Reading text —
# Puppy Pee Monster - trouble with crate training/house breaking



## AmandaW (May 23, 2013)

Our adorable Knox is 13 weeks old, doing great with initial training, but really struggling with house breaking and crate training. I'd love to hear everyone feedback on solutions, experiences and tips on how to break him of peeing in his crate and anything soft/absorbent. We love our nugget and want to help him, ASAP.

Crate training: My fiance and I work during the day, so the morning process starts at 6am (pup goes out once during the night). He goes outside for the first potty and a short walk. We come back in, have water and breakfast and between 7 - 8am, goes out around 3 times before I leave. One of us comes home at 12:30 - 1:15pm for potty breaks, a little water and lunch, a trip outside again, then we're home at 6pm. We've had to resort to no padding in his wire crate, which is partitioned so he can comfortably stand up, turn and lay down. He also can't have furry toys, as he's peed on those recently, so has rubber toys and bullysticks instead. Music is on too. We can't figure out what else we can do to prevent coming home to a screaming, unhappy, wet puppy and know rationing water even more can cause behavioral problems. Completely stressed our puppy is experiencing this....is it simply he can't hold it during the day for five hours? If that's the case, are there any other working V-parents that can share their puppy plan?

House breaking: outside of Knox's crate, he's doing pretty well. We know that most times, if he's peeing in the house, we've missed the signs or were 30 seconds too late. But, we could have just taken him outside, and he comes in and pees on the inside door mat or carpet. The question here is, how can we break him of the habit of peeing on anything and everything soft, including any bed we've given him?

Thanks everyone, really appreciate it!


----------



## tknafox2 (Apr 2, 2013)

In this new book I am reading "Before and After Getting your Puppy, by Ian Dunbar. ( we get a new pup next week)
He suggests giving your pup treats when he pee's where he is intended. Take him to his spot, give him the pee command, when he goes, give him a special treat right there, so he gets the connection.
He also suggests putting them in the crate with KONG chew toys stuffed with food, kibble, treats, all mixed up so he has to work at getting it out. check it out, great book, I put it on Kindle.


----------



## lonestar (Jun 2, 2013)

Hi Amanda,

First, it sounds like your Knox...great name, btw...is really doing the best that he can. If he can make it thru the nite with one potty break at 13 weeks, he's really trying very hard and succeeding. Your expectations might be a tad unrealistic.

First, put the blankets and softies and towels back into his crate. You'll just be doing more washing, but removing these things only makes his crate time even more unbearable than it already is.

5 hrs. alone during the day is a bit much for a 13 week old, so either you have to arrange some form of day care or walking, or expect to come home to tumult for a bit longer. Eventually, their itty bitty bladders grow and they can tolerate being left alone longer. Until then, stock up on towels.

The other issue about urinating immediately upon return is usually a function of digestion. I'd bet he has a full bladder when you take him out, and the water he's recently drank just passes thru his system as you bring him back. The solution is to keep him outside longer. He's urinating on the mat b/c it's the first thing inside and he might realize he's a moment too late.

Exercises —
a. Can you copy out the passage of the puppy crate-training thread above, starting with "5 hrs. alone" and going on through "up on towels."?
b. Would you carry on the puppy crate-training thread above from its final sentence?

Data extract —
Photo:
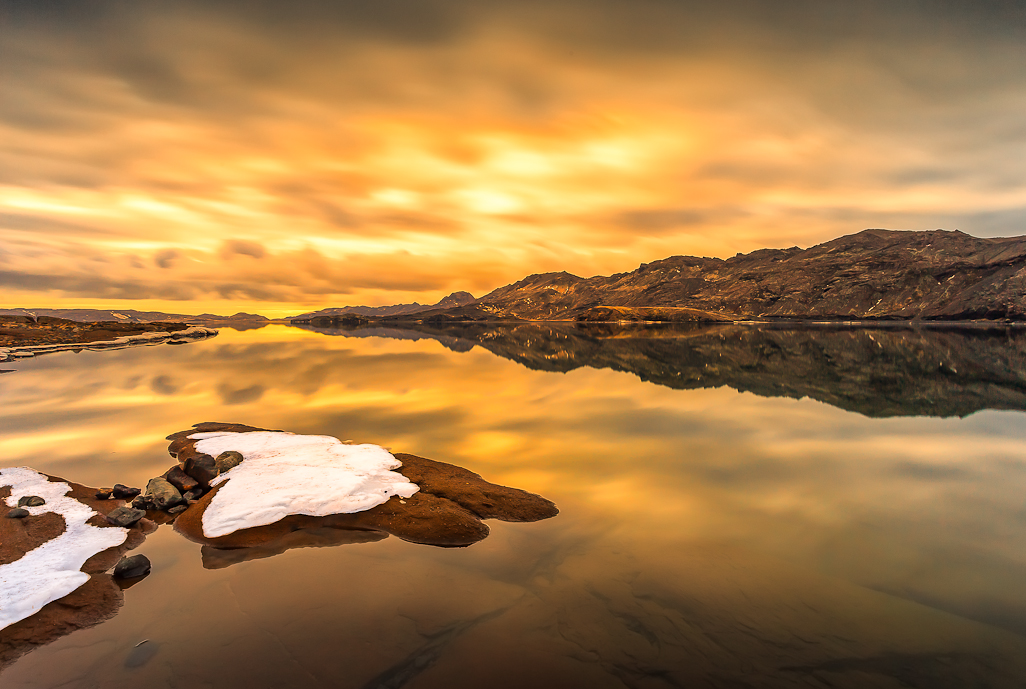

In response —
a.
5 hrs. alone during the day is a bit much for a 13 week old, so either you have to arrange some form of day care or walking, or expect to come home to tumult for a bit longer. Eventually, their itty bitty bladders grow and they can tolerate being left alone longer. Until then, stock up on towels.

b.
More frequent walks x more time outside.


----------



## SteelCityDozer (Aug 25, 2011)

Same as above. As little pups I'd stay outside long enough for a few wees. Don't just take him back inside the moment he's finished. Let him sniff and decide whether it not he's done. To this day our female (16 months old) still takes 2-3 back-to-back at lunch and after work.


----------



## AmandaW (May 23, 2013)

Lonestar, 

Great feedback, thank you. We totally acknowledge he's doing his best and perhaps we're placing too high of expectations on his tiny bladder. I think tomorrow we'll start putting towels back in his crate during the day, because if accidents are going to continue, I'd prefer he be in less misery. We have a dog walker, however, she doesn't come every day, so we will strongly consider uping her visits to suppliment our existing plan.

Thanks again.


----------



## CatK (May 29, 2013)

Hi Amanda W – fellow working vizsla mummy here, my pup is nearly 15 weeks so I can’t claim to be an expert but I might have a few tips that have worked well for us.

Ian Dunbar’s book is a bit stressful as it makes you feel like everything is going disastrously wrong if the pup has one accident, but does have some good tips if you can try not to take it too seriously (just in my opinion). Treating for peeing I think was one of the most useful things, happy voice ‘good pup!’ and treats and cuddles/playtime for peeing in the right place, no reaction for the wrong place (other than ‘outside outside’ and carrying them pronto to the right place, then treating if they squeeze a bit more out), a few treats for a number two outside. I can now get Morris outside, say ‘pee time’ and he’ll do everything he can to squeeze a bit more out  Very useful.

Morris is now dry at nights (10.30pm-6am), probably 99% of the time. We make sure he’s gone before bed, and is on a nice comfy squidgy bed so he sleeps well (as if he wakes up he’ll realize he needs to pee). In the morning he gets rushed outside with me saying ‘outside outside’ and he’ll hold it till outside so he gets his treat!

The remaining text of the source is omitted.